*PROBLEMS AND TASKS:*
A: Say whether each statement agrees with the wellbeing article, answering yes or no and quoting the deciding words: (i) Ali Walker is a social scientist at the Centre for Social Impact, UNSW Sydney; (ii) Ali Walker's TEDxUNSW talk was about how to stop overthinking; (iii) going to the gym is named among the coping mechanisms that have been taken away.
B: Using the wellbeing article, explain why ICMI asked its speakers to share their insights.
C: Return the passage of the wellbeing article from "How to stay productive and positive in these tumultuous times |" to "minimise the impact.", copied without alteration.

*DOCUMENT EXCERPT:*
========================================================================
How to stay productive and positive in these tumultuous times | Dr Ali Walker | Wellbeing
At ICMI we are fortunate to have Australia’s best business thinkers in our stable. Our speakers are experts in change management, dealing with disruption and guiding businesses through uncharted waters. The current health crisis presents several challenges in both protecting our staff’s health today, and protecting their wellbeing tomorrow as realities set in. With this in mind, we’ve asked our speakers to share their insights on how businesses can ride the shockwave and minimise the impact.
About the Author
Dr Ali Walker PhD is a speaker for ICMI on human connection, culture and leadership. Ali is a social scientist at the Centre for Social Impact, UNSW Sydney and the founder of Ality Life personality assessments. She is the bestselling author of Get Conscious: How to stop overthinking and come alive. Ali presented at TEDxUNSW on the topic ‘How to read and lead the room,’ and her talk was selected by TED.com to be featured on their website.
How to stay productive and positive in these tumultuous times
This pandemic is outside the rule book and has turned our environment upside down. It’s like we went to sleep in our normal lives and woke up in the jungle. All of the structures and positive habits we took for granted (as individuals and as organisations) are no longer applicable and the ground is moving beneath us.
We’re all naturally feeling disorientated and we’re in fight or flight. At the same time, many of our coping mechanisms (seeing friends and family, going out, going to the gym) have been taken away.
========================================================================
*PROVIDED DATA:*
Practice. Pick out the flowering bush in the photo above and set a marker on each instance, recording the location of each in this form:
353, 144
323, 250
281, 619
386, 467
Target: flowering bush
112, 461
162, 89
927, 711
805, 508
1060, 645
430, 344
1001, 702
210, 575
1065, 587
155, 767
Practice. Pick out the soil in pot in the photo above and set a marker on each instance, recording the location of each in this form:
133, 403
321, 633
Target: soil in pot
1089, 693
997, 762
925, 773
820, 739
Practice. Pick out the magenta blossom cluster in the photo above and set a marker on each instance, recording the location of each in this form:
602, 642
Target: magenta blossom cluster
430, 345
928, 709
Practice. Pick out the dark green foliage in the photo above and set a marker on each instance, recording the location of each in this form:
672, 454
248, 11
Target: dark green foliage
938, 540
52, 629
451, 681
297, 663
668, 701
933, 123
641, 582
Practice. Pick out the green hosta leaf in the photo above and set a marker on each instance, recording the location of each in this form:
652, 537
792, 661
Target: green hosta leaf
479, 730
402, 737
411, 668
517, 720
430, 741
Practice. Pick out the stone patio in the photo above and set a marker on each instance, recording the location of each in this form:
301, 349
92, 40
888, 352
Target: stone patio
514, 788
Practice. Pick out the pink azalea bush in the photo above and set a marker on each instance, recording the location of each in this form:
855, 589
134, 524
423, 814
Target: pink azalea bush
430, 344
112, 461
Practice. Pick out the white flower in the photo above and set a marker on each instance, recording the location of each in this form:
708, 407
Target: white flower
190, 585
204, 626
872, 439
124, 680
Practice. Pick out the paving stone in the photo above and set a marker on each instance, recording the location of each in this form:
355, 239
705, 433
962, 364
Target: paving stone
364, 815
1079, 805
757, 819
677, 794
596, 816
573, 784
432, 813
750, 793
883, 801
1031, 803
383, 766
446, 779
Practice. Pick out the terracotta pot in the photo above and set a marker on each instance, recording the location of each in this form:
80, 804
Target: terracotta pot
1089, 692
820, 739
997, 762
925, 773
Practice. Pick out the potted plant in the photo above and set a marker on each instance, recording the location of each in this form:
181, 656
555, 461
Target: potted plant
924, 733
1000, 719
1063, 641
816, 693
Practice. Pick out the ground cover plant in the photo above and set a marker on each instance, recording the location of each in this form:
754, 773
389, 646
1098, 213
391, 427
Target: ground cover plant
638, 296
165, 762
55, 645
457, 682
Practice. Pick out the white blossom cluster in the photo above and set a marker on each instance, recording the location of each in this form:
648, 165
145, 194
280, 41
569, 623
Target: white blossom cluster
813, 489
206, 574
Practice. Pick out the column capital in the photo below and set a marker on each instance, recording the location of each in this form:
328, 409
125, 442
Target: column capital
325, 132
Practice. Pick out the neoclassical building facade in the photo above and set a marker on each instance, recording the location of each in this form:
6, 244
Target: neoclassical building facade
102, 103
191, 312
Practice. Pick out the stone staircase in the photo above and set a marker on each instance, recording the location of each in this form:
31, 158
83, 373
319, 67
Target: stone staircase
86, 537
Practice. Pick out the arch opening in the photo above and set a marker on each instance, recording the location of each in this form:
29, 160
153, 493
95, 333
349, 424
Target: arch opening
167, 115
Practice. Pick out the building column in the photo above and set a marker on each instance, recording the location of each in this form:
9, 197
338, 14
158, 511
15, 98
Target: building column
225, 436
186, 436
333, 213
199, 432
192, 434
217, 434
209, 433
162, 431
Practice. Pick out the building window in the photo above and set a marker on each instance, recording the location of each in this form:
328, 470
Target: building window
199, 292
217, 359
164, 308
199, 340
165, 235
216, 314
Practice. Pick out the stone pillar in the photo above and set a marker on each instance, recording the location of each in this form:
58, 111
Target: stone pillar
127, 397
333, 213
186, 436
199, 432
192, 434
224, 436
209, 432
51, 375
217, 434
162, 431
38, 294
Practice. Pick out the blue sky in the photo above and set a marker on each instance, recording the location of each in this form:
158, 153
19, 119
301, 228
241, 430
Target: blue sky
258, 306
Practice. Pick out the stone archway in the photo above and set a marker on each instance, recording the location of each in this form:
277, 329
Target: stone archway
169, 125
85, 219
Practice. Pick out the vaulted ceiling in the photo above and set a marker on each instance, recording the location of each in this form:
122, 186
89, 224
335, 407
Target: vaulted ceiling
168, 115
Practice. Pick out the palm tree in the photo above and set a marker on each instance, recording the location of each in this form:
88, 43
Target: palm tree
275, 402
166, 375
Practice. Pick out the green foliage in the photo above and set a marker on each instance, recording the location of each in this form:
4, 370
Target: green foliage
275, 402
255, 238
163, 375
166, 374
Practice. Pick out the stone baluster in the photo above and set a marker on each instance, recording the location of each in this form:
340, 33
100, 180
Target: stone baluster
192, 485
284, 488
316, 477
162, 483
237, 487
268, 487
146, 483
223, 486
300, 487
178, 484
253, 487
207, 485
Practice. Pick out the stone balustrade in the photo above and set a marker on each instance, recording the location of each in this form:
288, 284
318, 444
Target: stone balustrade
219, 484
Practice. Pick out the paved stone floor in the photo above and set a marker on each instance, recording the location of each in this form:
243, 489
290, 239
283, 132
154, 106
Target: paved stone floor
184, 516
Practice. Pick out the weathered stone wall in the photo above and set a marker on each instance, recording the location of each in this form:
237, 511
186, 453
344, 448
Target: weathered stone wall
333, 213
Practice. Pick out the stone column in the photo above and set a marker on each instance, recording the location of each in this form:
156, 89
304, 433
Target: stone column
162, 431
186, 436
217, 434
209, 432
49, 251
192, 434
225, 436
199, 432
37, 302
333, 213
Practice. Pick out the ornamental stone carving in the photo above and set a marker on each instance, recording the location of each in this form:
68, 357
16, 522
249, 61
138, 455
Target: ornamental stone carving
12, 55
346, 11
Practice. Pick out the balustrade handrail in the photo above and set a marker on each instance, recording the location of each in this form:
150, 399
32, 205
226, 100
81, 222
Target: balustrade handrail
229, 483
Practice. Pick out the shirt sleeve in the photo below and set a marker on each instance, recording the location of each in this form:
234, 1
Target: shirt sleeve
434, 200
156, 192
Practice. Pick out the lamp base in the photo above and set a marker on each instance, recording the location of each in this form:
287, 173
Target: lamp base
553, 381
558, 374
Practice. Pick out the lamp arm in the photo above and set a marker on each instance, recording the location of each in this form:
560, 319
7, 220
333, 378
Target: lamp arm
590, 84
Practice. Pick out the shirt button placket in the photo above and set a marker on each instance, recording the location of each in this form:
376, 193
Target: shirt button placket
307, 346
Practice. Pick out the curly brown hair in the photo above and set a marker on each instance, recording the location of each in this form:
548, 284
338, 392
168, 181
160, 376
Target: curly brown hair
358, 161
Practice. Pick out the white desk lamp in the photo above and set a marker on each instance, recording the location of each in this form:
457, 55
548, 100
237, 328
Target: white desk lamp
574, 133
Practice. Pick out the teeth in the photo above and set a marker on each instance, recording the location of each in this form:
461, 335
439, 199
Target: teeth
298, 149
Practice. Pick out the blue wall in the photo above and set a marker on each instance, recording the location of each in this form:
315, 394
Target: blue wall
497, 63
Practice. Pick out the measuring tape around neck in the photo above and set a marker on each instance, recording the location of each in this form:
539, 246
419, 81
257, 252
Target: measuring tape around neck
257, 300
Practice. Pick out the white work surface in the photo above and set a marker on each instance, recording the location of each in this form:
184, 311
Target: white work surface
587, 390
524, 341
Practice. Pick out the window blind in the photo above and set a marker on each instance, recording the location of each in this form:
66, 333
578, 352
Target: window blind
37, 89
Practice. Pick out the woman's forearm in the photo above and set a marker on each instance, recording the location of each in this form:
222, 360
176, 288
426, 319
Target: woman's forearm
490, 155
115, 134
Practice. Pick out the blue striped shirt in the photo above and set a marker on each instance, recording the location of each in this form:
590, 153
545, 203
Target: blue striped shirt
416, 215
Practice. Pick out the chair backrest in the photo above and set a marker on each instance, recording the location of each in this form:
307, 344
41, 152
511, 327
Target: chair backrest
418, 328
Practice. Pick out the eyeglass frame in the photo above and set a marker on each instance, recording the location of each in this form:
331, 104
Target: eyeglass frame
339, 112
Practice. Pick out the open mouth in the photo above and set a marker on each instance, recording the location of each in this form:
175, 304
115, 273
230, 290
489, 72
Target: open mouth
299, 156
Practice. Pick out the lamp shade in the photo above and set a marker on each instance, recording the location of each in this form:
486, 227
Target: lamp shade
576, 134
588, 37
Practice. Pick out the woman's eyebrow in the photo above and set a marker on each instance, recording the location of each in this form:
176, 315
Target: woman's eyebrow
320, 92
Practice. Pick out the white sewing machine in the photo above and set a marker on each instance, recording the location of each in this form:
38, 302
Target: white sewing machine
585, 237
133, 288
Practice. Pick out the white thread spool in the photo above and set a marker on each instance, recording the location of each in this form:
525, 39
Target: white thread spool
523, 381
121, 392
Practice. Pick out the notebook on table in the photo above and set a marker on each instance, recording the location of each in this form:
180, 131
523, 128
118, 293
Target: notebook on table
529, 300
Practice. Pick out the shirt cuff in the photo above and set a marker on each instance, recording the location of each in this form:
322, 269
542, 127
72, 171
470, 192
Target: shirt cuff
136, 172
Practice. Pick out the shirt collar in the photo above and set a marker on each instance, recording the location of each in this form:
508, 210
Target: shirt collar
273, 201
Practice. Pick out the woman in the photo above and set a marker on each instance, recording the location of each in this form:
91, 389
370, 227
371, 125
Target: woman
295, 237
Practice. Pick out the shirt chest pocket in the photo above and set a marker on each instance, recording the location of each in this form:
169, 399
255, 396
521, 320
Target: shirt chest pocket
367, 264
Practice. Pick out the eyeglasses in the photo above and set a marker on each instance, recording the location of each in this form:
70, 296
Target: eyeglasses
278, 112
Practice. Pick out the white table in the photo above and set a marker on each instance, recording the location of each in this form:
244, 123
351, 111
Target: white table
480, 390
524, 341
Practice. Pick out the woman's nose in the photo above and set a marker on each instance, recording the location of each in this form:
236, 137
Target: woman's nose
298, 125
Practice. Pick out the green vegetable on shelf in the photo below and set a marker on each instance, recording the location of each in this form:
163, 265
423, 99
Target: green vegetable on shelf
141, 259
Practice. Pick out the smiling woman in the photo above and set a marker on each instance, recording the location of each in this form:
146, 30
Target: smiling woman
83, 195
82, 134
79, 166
========================================================================
*RESULTS FOR THE EXERCISE:*
A:
(i) Yes: "Ali is a social scientist at the Centre for Social Impact, UNSW Sydney"
(ii) No: "Ali presented at TEDxUNSW on the topic ‘How to read and lead the room,’"
(iii) Yes: "many of our coping mechanisms (seeing friends and family, going out, going to the gym) have been taken away"

B: The current health crisis presents several challenges, both in protecting staff health today and in protecting their wellbeing tomorrow as realities set in. With this in mind, ICMI asked its speakers to share insights on how businesses can ride the shockwave and minimize the impact.

C:
How to stay productive and positive in these tumultuous times | Dr Ali Walker | Wellbeing
At ICMI we are fortunate to have Australia’s best business thinkers in our stable. Our speakers are experts in change management, dealing with disruption and guiding businesses through uncharted waters. The current health crisis presents several challenges in both protecting our staff’s health today, and protecting their wellbeing tomorrow as realities set in. With this in mind, we’ve asked our speakers to share their insights on how businesses can ride the shockwave and minimise the impact.